- Source excerpt -
• • • • •

Re: parallel restore vs. windows

From: Andrew Dunstan <andrew(at)dunslane(dot)net>
To: ITAGAKI Takahiro <itagaki(dot)takahiro(at)oss(dot)ntt(dot)co(dot)jp>
Cc: pgsql-hackers(at)postgresql(dot)org
Subject: Re: parallel restore vs. windows
Date: 2008-12-17 12:53:50
Message-ID: 4948F65E.4020504@dunslane.net
Views: Raw Message | Whole Thread | Download mbox | Resend email
Thread:
Lists: pgsql-hackers

ITAGAKI Takahiro wrote:
> Andrew Dunstan <andrew(at)dunslane(dot)net> wrote:
>
>
>> I did this, but it turned out that the problem was a logic error that I
>> found once I had managed to get a working debugger. However, the Windows
>> thread code should now be more robust, so thanks to Andrew and Magnus
>> for the suggestions.
>>
>
> Hello, I tested parallel restore on Windows.
> I have some random comments about it:
>

Thanks for this
> * Two compiler warnings.

• • • • •

- Data block -
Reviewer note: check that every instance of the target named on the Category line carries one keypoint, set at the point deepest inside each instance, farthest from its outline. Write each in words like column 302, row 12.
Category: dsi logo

• • • • •

Please retype the parallel restore message in full, word for word. The listing has no connection to the parallel restore message.

Re: parallel restore vs. windows

From: Andrew Dunstan <andrew(at)dunslane(dot)net>
To: ITAGAKI Takahiro <itagaki(dot)takahiro(at)oss(dot)ntt(dot)co(dot)jp>
Cc: pgsql-hackers(at)postgresql(dot)org
Subject: Re: parallel restore vs. windows
Date: 2008-12-17 12:53:50
Message-ID: 4948F65E.4020504@dunslane.net
Views: Raw Message | Whole Thread | Download mbox | Resend email
Thread:
Lists: pgsql-hackers

ITAGAKI Takahiro wrote:
> Andrew Dunstan <andrew(at)dunslane(dot)net> wrote:
>
>
>> I did this, but it turned out that the problem was a logic error that I
>> found once I had managed to get a working debugger. However, the Windows
>> thread code should now be more robust, so thanks to Andrew and Magnus
>> for the suggestions.
>>
>
> Hello, I tested parallel restore on Windows.
> I have some random comments about it:
>

Thanks for this
> * Two compiler warnings.